Leestekst:
Met deze wijzigingsregeling wordt de Subsidieregeling ESF+ 2021–2027 (hierna: de regeling) aangepast. Er wordt een nieuw tijdvak opengesteld gericht op de ondersteuning van leerlingen in het voortgezet speciaal onderwijs (vso) en het praktijkonderwijs (pro) onder hoofdstuk 2 van de regeling.

2. Inhoud regeling

De aanleiding voor de wijzigingen in hoofdstuk 2 is dat er een nieuw tijdvak moet worden opengesteld voor drie schooljaren, vanaf 1 augustus 2025 tot en met 31 juli 2028. Dit aanvraagtijdvak wordt opengesteld vanaf 1 mei 2025, 9:00 uur, tot en met 30 juni 2025, 17:00 uur. Het totaalbedrag aan subsidie vanuit het ESF+ voor dit tijdvak is € 30.500.000. Het maximaal beschikbare bedrag per centrumgemeente is vastgelegd in bijlage 2a bij de regeling.

Vanwege het feit dat het resterende beschikbare programmabudget ten behoeve van de ondersteuning van de leerlingen in het vso en het pro beschikbaar wordt gesteld en het feit dat het programma in ieder geval nog doorloopt tot en met eind 2027 met een uitloop naar 2028, is er voor gekozen om het project over drie schooljaren te laten lopen. Hiermee zorgen we ervoor dat er geen gat in de financiering van dit doel ontstaat richting een eventuele ondersteuning van de doelgroep met ESF-middelen in een volgende programmaperiode. Op dit moment zijn er overigens nog geen voorstellen van de Europese Commissie voor het ESF in de periode van 2028 tot en met 2034 en kunnen er dus geen uitspraken worden gedaan over de inzet van eventuele ESF-middelen in die periode.

Het bedrag dat per leerling maximaal gesubsidieerd kan worden, wordt jaarlijks geïndexeerd aan de hand van de consumentenprijsindex en wordt door de Minister medegedeeld in de Staatscourant. Voor de schooljaren 2026–2027 en 2027–2028 vindt indexatie van dit bedrag plaats op basis van een vaste formule: € 1.720 * (CPI in voorafgaand jaar / 106,161).

3. Uitvoering

Door Uitvoering Van Beleid (UVB) van het Ministerie van Sociale Zaken en Werkgelegenheid is een UMO-toets uitgevoerd, met het doel de uitvoerbaarheid en de risico’s op misbruik en oneigenlijk gebruik van deze regeling in kaart te brengen. De toets bestaat uit twee delen; een toets op de uitvoering (U-deel) en de risico’s op misbruik en oneigenlijk gebruik (MO-deel).

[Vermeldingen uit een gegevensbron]

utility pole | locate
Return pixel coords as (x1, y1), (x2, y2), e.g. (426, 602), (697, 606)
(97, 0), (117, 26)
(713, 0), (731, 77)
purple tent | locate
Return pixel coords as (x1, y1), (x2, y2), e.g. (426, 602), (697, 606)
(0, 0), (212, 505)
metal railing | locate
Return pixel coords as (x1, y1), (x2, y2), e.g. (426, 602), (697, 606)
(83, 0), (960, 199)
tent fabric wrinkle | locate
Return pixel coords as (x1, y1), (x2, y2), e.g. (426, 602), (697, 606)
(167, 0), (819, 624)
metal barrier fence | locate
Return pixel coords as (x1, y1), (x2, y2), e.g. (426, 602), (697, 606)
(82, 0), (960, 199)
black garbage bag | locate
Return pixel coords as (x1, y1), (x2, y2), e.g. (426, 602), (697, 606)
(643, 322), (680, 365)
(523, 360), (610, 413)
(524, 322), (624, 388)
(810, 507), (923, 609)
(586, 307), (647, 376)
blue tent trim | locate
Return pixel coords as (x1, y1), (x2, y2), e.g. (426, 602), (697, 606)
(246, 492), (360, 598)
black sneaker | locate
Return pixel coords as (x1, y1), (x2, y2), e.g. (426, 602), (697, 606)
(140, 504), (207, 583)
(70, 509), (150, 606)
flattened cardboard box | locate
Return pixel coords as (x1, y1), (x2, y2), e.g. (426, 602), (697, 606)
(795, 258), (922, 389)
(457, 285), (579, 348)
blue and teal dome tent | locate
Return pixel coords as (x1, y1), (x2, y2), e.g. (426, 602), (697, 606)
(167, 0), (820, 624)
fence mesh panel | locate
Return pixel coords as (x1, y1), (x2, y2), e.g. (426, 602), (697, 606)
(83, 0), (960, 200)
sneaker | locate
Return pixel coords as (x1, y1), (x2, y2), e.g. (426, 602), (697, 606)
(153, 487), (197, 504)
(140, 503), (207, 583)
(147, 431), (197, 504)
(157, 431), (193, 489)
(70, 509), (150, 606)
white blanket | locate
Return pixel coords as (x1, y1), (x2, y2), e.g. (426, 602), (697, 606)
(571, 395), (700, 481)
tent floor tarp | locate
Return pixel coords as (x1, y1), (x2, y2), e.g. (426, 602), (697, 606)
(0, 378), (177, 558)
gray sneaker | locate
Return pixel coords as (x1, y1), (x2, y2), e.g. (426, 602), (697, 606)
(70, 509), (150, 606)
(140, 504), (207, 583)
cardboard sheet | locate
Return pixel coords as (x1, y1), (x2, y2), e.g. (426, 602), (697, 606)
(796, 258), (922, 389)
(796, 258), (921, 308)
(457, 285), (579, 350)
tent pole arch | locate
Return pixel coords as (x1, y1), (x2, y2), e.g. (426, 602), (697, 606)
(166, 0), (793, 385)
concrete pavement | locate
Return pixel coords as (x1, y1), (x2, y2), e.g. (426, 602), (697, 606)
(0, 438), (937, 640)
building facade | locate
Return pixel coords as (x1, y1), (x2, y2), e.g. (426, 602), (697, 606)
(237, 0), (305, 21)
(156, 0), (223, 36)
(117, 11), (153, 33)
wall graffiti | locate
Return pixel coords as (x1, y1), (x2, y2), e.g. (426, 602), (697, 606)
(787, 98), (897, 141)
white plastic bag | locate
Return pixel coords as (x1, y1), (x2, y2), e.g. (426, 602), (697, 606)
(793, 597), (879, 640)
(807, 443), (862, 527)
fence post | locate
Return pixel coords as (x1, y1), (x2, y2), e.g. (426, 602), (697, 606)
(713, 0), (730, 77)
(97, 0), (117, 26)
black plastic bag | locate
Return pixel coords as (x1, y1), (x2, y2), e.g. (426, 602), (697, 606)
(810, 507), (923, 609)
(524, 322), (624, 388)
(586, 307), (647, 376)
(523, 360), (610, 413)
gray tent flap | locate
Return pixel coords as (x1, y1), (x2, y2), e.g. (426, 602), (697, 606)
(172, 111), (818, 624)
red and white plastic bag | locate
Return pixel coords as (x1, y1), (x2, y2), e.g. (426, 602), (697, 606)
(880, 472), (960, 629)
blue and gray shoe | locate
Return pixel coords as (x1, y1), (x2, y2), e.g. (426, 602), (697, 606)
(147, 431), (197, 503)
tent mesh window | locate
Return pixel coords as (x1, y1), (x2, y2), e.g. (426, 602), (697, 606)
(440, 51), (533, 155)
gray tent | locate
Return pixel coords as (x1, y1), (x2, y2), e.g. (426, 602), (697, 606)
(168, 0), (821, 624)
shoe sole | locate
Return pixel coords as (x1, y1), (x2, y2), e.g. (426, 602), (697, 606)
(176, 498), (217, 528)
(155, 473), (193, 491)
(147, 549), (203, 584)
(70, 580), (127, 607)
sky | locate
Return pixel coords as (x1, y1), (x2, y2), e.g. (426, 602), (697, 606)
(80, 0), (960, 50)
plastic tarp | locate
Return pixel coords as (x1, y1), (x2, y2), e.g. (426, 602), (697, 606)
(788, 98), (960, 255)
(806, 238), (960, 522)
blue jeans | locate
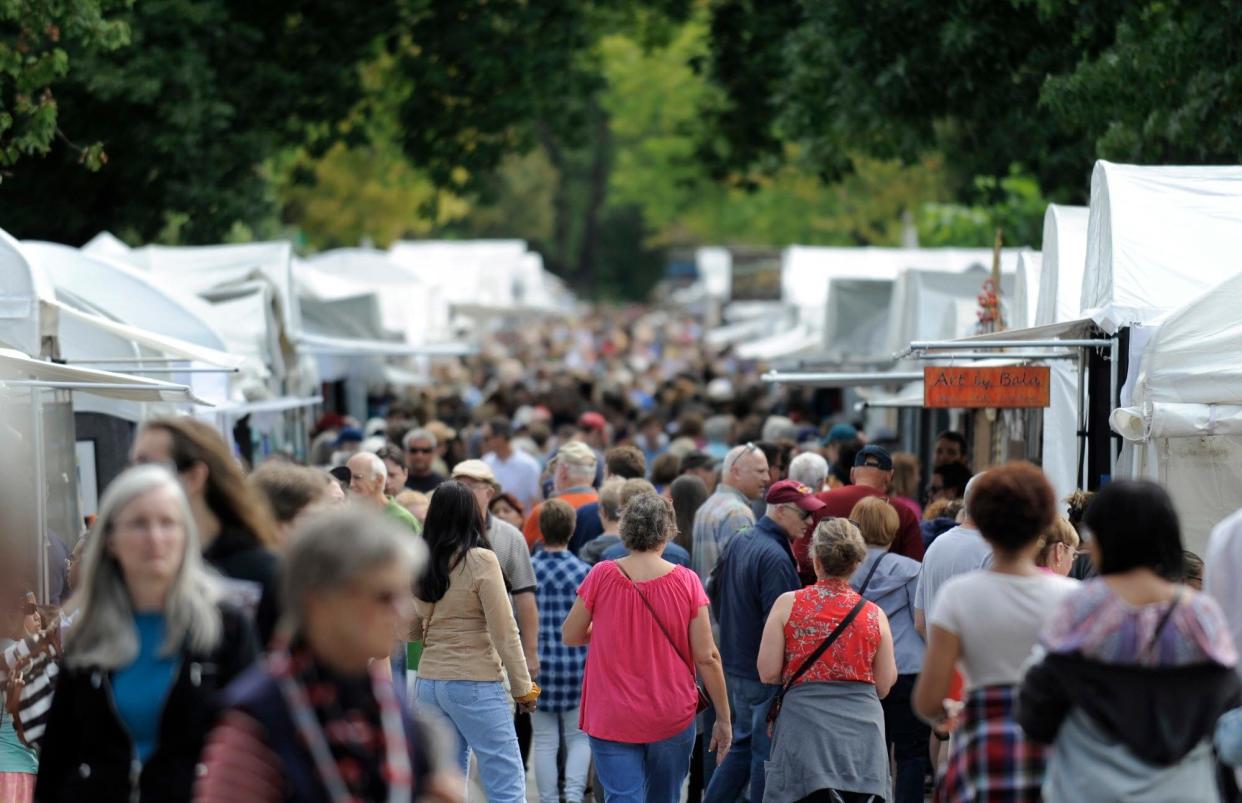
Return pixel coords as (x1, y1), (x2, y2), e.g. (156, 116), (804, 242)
(703, 675), (780, 803)
(591, 722), (694, 803)
(415, 678), (527, 803)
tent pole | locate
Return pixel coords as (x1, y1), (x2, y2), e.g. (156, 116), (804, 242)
(1108, 336), (1122, 480)
(30, 387), (51, 604)
(1074, 354), (1087, 490)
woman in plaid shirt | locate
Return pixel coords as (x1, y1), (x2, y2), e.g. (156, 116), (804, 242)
(530, 499), (591, 803)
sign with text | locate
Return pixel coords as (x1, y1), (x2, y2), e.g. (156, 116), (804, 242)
(923, 365), (1049, 408)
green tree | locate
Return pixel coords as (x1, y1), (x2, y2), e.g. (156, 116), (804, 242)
(0, 0), (129, 175)
(0, 0), (397, 243)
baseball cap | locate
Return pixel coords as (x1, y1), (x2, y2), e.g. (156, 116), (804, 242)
(337, 427), (363, 446)
(453, 460), (496, 484)
(555, 439), (599, 468)
(766, 479), (823, 513)
(578, 411), (609, 432)
(823, 423), (858, 446)
(854, 443), (893, 472)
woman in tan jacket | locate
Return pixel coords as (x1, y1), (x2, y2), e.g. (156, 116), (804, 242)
(410, 482), (539, 803)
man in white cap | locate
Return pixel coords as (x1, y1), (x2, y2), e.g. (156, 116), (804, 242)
(522, 441), (600, 550)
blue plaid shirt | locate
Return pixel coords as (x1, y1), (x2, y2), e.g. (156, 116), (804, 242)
(530, 551), (591, 712)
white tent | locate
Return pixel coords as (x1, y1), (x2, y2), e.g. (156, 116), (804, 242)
(1082, 161), (1242, 333)
(1112, 272), (1242, 552)
(293, 248), (448, 344)
(1028, 204), (1090, 326)
(888, 268), (1016, 354)
(1006, 249), (1043, 329)
(0, 230), (40, 354)
(823, 277), (893, 362)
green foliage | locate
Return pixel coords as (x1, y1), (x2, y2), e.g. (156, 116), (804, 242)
(0, 0), (129, 170)
(0, 0), (396, 243)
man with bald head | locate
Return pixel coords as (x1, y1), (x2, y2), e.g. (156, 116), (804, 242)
(691, 443), (769, 583)
(345, 452), (422, 535)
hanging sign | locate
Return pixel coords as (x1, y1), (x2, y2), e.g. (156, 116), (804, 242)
(923, 365), (1051, 408)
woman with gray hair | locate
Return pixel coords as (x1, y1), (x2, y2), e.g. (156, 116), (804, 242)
(759, 519), (897, 803)
(196, 508), (456, 803)
(561, 491), (733, 803)
(35, 465), (257, 803)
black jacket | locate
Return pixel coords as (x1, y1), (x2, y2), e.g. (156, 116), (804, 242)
(35, 606), (258, 803)
(202, 527), (279, 647)
(1017, 654), (1242, 767)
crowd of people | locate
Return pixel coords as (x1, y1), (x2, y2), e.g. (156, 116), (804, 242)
(7, 317), (1242, 803)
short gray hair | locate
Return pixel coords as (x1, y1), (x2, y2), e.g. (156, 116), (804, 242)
(789, 452), (828, 491)
(621, 493), (677, 552)
(281, 504), (427, 637)
(65, 465), (222, 670)
(720, 444), (756, 483)
(349, 452), (388, 479)
(401, 427), (440, 452)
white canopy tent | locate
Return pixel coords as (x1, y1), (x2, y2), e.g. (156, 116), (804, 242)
(1028, 204), (1090, 326)
(748, 246), (1017, 359)
(1007, 249), (1043, 329)
(1112, 271), (1242, 554)
(293, 248), (448, 344)
(1082, 161), (1242, 333)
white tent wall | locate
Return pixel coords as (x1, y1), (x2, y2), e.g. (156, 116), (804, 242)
(1030, 204), (1090, 326)
(1006, 249), (1043, 329)
(887, 266), (1016, 354)
(0, 230), (41, 355)
(293, 248), (448, 344)
(1082, 161), (1242, 333)
(823, 278), (893, 361)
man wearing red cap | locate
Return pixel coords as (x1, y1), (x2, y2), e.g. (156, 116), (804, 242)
(703, 479), (823, 803)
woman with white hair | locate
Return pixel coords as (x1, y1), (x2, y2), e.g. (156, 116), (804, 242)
(35, 465), (257, 803)
(196, 508), (456, 803)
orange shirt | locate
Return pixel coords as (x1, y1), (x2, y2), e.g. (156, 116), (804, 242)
(522, 488), (600, 550)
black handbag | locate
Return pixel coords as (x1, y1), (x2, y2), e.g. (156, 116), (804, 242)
(612, 561), (712, 714)
(768, 590), (879, 727)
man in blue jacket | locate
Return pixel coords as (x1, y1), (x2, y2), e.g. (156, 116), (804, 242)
(703, 479), (823, 803)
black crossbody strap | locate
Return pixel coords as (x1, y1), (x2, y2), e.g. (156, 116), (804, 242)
(612, 561), (697, 676)
(780, 598), (867, 698)
(858, 552), (889, 597)
(1143, 586), (1182, 655)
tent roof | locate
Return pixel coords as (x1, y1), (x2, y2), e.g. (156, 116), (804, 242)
(22, 242), (226, 351)
(1133, 273), (1242, 405)
(887, 269), (1013, 354)
(0, 349), (206, 405)
(1082, 161), (1242, 331)
(1027, 204), (1089, 326)
(1007, 249), (1043, 329)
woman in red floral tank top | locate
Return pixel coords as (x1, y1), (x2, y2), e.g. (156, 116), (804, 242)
(759, 519), (897, 803)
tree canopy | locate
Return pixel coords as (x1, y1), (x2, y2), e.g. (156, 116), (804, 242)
(0, 0), (1242, 295)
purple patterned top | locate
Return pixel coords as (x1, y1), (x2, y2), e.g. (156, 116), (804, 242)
(1040, 577), (1238, 666)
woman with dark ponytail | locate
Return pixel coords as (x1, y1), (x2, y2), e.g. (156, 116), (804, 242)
(410, 482), (539, 803)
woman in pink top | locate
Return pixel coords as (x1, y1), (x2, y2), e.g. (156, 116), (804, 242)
(561, 493), (733, 803)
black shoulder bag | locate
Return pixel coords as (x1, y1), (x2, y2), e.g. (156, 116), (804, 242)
(768, 590), (879, 727)
(612, 561), (712, 714)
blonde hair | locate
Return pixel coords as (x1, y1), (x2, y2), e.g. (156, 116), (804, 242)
(811, 519), (867, 577)
(65, 465), (222, 670)
(1035, 515), (1082, 566)
(850, 496), (902, 547)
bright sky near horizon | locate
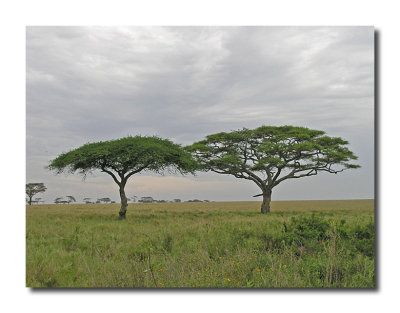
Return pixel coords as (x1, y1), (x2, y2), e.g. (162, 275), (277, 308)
(26, 27), (375, 203)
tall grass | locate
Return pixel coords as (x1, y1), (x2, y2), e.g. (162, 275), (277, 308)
(26, 200), (375, 288)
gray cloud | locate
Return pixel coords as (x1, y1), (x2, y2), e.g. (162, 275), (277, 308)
(26, 27), (374, 201)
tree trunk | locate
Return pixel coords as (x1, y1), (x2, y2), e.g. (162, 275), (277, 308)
(261, 190), (272, 214)
(119, 183), (128, 220)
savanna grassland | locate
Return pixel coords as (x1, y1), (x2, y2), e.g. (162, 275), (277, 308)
(26, 200), (375, 288)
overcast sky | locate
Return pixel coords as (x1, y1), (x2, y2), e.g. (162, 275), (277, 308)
(26, 27), (374, 203)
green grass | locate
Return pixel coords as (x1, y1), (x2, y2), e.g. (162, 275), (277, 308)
(26, 200), (375, 288)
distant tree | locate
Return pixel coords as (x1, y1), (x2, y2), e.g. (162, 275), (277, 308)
(67, 196), (76, 204)
(186, 126), (359, 213)
(48, 136), (196, 219)
(98, 198), (111, 203)
(83, 198), (92, 204)
(54, 197), (64, 204)
(34, 198), (43, 203)
(25, 183), (47, 205)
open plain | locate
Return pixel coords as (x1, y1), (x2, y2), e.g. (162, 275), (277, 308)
(26, 200), (375, 288)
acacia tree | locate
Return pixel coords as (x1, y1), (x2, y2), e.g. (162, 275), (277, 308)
(67, 196), (76, 204)
(25, 183), (47, 205)
(186, 126), (359, 213)
(48, 136), (196, 219)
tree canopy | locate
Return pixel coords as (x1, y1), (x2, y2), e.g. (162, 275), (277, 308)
(186, 126), (359, 213)
(48, 136), (196, 218)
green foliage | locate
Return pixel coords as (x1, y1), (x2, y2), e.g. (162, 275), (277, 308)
(48, 136), (196, 175)
(186, 126), (359, 199)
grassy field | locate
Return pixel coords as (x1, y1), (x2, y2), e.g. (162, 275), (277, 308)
(26, 200), (375, 288)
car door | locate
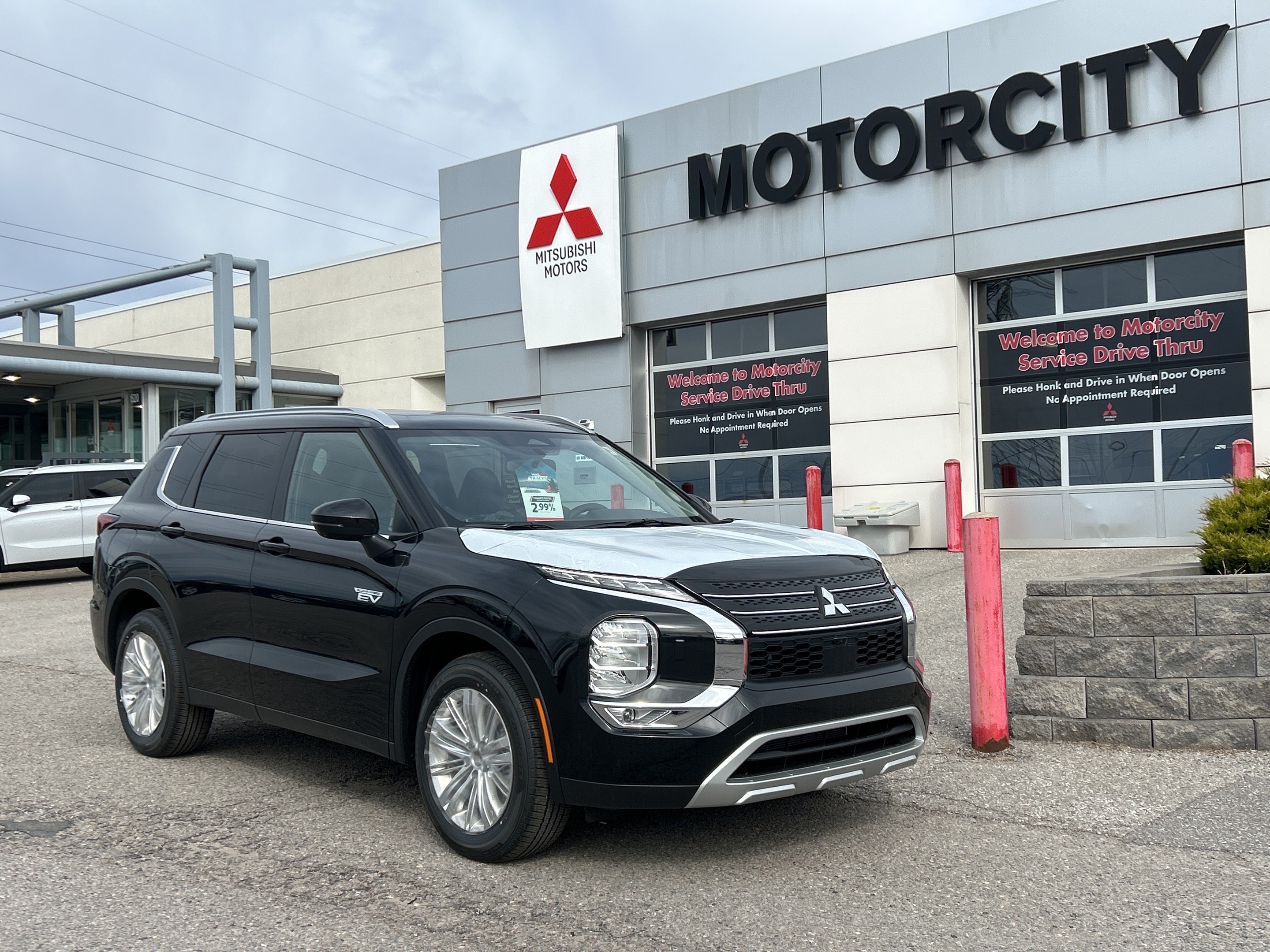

Wat gevraagd wordt:
Ga alsjeblieft na of elk van deze beweringen klopt volgens de tekst over de ESF+-regeling, en antwoord per bewering met ja of nee plus de woorden uit die tekst die de doorslag geven, letterlijk geciteerd.
1. Het aanvraagtijdvak loopt tot en met 30 juni 2025, 17:00 uur.
2. Het totaalbedrag aan ESF+-subsidie voor dit tijdvak is € 35.000.000.
3. Er liggen al voorstellen van de Europese Commissie voor het ESF in de periode 2028–2034.
De vermeldingen spelen hierbij geen enkele rol.

Volledig antwoord:
1. Ja: "Dit aanvraagtijdvak wordt opengesteld vanaf 1 mei 2025, 9:00 uur, tot en met 30 juni 2025, 17:00 uur."
2. Nee: "Het totaalbedrag aan subsidie vanuit het ESF+ voor dit tijdvak is € 30.500.000."
3. Nee: "Op dit moment zijn er overigens nog geen voorstellen van de Europese Commissie voor het ESF in de periode van 2028 tot en met 2034"